Among the entries below, count the lines that contain the word "Task". Respond with the count only.

— Supplied data —
==============================

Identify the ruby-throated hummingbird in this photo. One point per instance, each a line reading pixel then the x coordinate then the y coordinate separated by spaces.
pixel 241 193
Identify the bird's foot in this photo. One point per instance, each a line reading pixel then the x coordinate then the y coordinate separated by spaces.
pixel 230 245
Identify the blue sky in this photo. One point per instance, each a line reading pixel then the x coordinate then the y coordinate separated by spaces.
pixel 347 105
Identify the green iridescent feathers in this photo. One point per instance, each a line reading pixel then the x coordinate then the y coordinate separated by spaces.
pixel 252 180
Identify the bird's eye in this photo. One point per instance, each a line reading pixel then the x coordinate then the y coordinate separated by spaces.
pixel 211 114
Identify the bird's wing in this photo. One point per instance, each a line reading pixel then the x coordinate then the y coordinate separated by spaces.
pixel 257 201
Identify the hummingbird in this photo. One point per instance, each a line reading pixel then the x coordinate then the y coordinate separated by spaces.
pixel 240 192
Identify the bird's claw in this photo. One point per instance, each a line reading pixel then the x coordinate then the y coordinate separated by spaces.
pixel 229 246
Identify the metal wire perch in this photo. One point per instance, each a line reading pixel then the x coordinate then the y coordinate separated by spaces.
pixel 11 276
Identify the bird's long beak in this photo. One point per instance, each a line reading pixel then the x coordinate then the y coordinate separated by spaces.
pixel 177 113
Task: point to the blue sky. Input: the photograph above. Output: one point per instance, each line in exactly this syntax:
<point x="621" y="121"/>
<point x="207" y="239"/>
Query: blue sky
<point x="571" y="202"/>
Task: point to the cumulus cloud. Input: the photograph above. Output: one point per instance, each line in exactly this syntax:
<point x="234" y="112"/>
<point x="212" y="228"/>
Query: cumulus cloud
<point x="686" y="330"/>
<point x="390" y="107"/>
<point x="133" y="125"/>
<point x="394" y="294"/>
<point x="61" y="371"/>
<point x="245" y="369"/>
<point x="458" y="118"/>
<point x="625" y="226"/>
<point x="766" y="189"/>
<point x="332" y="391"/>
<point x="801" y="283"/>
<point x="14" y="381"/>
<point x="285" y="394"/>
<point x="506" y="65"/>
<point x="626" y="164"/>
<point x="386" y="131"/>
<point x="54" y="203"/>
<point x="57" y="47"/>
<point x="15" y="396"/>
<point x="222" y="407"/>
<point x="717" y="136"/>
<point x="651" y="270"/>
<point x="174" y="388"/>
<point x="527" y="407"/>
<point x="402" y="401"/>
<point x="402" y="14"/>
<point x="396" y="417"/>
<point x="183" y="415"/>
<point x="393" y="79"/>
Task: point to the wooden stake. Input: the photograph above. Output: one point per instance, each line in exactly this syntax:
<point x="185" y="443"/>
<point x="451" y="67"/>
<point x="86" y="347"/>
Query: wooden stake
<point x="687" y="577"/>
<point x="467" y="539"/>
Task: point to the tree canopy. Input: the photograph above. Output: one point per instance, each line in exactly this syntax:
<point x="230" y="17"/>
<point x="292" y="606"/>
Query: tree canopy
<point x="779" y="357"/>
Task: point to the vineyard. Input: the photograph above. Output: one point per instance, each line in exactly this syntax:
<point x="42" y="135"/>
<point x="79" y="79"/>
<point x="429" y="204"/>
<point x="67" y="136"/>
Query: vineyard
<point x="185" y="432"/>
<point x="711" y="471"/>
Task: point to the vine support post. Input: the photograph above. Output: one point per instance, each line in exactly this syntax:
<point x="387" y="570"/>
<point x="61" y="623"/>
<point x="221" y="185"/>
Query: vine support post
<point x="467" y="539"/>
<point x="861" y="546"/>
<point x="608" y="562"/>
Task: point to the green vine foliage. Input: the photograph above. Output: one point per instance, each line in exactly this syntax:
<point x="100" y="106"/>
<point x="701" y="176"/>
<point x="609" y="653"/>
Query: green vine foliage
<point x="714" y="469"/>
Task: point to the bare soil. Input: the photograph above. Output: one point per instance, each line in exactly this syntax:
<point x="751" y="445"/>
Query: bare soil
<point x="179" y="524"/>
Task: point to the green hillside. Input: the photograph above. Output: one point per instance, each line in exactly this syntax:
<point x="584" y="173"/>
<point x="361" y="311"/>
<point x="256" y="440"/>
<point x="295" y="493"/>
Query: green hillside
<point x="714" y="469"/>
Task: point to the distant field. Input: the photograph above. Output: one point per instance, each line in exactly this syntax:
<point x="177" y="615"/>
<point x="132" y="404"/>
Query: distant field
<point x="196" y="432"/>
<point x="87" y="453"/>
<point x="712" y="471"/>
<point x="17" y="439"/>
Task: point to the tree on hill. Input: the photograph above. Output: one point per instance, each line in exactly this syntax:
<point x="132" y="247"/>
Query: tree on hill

==============================

— Reply —
11